Directions ▸
a: Name every function mentioned in the paragraph of the libxml error-handling discussion that begins "Oh, missed this call."
b: In the libxml error-handling discussion, which function can out-of-core code reuse so that PgXmlErrorContext stays private in xml.c?
c: Write a few more sentences that continue the libxml error-handling discussion from its final sentence.
--- Start of Text section ---
Return value of a function 'xmlBufferCreate' is dereferenced at xpath.c:177
without checking for NULL, but it is usually checked for this function.
The function 'xmlBufferCreate' may return NULL, and in some cases the code
xmlStrdup(buf->content) will throw an error.


On Tue, Jun 03, 2025 at 01:15:33PM -0400, Tom Lane wrote:
> Thanks for taking this on --- contrib/xml2 is really a mess so far as
> error handling goes.  Your patch looks like an improvement, although
> I do have one concern: the routines in xml.c that use an xmlerrcxt
> seem to check xmlerrcxt->err_occurred pretty frequently, eg xmlStrdup
> is used like this:
>
>             doc->encoding = xmlStrdup((const xmlChar *) "UTF-8");
>             if (doc->encoding == NULL || xmlerrcxt->err_occurred)
>                 xml_ereport(xmlerrcxt, ERROR, ERRCODE_OUT_OF_MEMORY,
>                             "could not allocate XML document");
>
> Not sure if that's needed here.

Yes, I was also wondering a bit about this part a couple of days ago
while looking at the module's code and xml.c.  Looking at cacd42d62cb2
and its thread (particularly [1]), I think that we need to bite the
bullet or we are going to miss some error context.

PgXmlErrorContext can remain private in xml.c as we can reuse
pg_xml_error_occurred() to do the job for out-of-core code.

> There's more that could be looked at, if you feel like it:

Well, now that you mention these things, I do feel like it while I
have my hands on this area of the code.

> xml_encode_special_chars seems to need a PG_TRY block to avoid
> possibly leaking "tt".  I also wonder if it's really not possible
> for xmlEncodeSpecialChars to fail and return NULL.  (xmltext()
> doesn't believe that either, but maybe it's wrong too.)

Oh, missed this call.  xmlEncodeSpecialChars() relies on
xmlEscapeText(), which can return NULL on allocation failures based
on a check in the upstream code (first argument of the routine is not
used, only second is).  So xmltext() and xml_encode_special_chars()
are both wrong; we need a try/catch block for the edge case where
cstring_to_text_with_len() or cstring_to_text() could fail an
allocation or we would leak what could have been allocated by libxml.

> The usage of cleanup_workspace seems quite a mess: one caller
> uses a PG_TRY block to ensure it's called, but the rest don't.
> I also find it confusing that pgxml_xpath returns a value that is
> also referenced in the workspace and cleanup_workspace is responsible
> for freeing.  I wonder if there's a better way to do that.

Yes, that's not optimal.  This comes down to the fact that we need
workspace->res to not be free'd by libxml until the result of these
SQL functions is generated, and even with my previous patch we could
leak it if one of the allocations done for the function results fail.
--- End of Text section ---
--- Start of Given information ---
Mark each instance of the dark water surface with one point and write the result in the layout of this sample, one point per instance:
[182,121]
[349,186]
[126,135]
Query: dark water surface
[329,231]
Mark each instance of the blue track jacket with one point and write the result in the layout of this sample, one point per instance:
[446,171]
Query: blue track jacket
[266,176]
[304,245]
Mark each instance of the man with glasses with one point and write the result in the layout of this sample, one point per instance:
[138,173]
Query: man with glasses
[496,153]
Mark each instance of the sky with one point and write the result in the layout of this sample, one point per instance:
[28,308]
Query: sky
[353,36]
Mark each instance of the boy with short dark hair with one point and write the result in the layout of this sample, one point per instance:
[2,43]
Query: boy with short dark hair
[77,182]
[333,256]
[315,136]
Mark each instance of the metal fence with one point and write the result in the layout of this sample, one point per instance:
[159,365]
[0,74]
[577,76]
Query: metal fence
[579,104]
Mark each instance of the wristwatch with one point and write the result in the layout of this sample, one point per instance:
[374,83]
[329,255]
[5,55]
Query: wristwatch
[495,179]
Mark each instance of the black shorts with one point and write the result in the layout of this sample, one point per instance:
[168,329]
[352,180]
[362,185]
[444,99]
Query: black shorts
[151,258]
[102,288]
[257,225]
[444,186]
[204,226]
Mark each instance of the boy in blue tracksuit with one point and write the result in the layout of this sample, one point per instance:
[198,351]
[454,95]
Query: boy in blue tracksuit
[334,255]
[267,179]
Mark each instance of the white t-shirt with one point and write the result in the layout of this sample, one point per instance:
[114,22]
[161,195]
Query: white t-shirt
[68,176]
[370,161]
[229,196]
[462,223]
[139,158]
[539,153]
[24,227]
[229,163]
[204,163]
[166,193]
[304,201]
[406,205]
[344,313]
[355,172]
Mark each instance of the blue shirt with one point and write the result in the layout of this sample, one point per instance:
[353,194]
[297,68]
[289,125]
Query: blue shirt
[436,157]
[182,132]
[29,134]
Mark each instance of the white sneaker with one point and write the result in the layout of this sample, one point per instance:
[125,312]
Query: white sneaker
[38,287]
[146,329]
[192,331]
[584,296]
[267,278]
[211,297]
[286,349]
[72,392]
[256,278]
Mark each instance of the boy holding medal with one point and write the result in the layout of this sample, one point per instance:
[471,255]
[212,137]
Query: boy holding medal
--- End of Given information ---
Results of the tasks ▸
a: xmlEncodeSpecialChars(), xmlEscapeText(), xmltext(), xml_encode_special_chars(), cstring_to_text_with_len(), cstring_to_text()

b: pg_xml_error_occurred()

c:
I've been wondering about a few approaches, like adding the error
context to the workspace, but that did not feel right as we require
the error context before the try/catch block, and the workspace and
its internals allocated by libxml need to be fully handled in the
scope of the try/catch.  So I've finished with the attached, where the
workspace and its cleanup routine gain volatile declarations, keeping
pg_xml_done() outside the workspace logic.  This is a rather
mechanical change if done this way with the try/catch blocks moved one
level higher, but as long as we need to hold on the result inside
the workspace, I'm feeling that this is a cleaner approach in the
long-run for xml2, because it's impossible to miss what's in the scope
of the catch cleanup with the cleanup policy enforced in the
definition of cleanup_workspace().

> In the end of xslt_process, I wonder why
>
>     if (resstr)
>         xmlFree((xmlChar *) resstr);
>
> isn't done before the pg_xml_done call.

Good point.  Fixed.

All that is rather unlikely going to be a problem in practice, so I
don't really feel a strong reason to backpatch any of that.  v18 would
be OK, but we could just also wait for v19 based on how these are
unlikely going to be problems in the field.

Or it's worth worrying about a backpatch of the xml.c code paths which
are in the core backend?  The xmltext() case is isolated, so this part
is not invasive.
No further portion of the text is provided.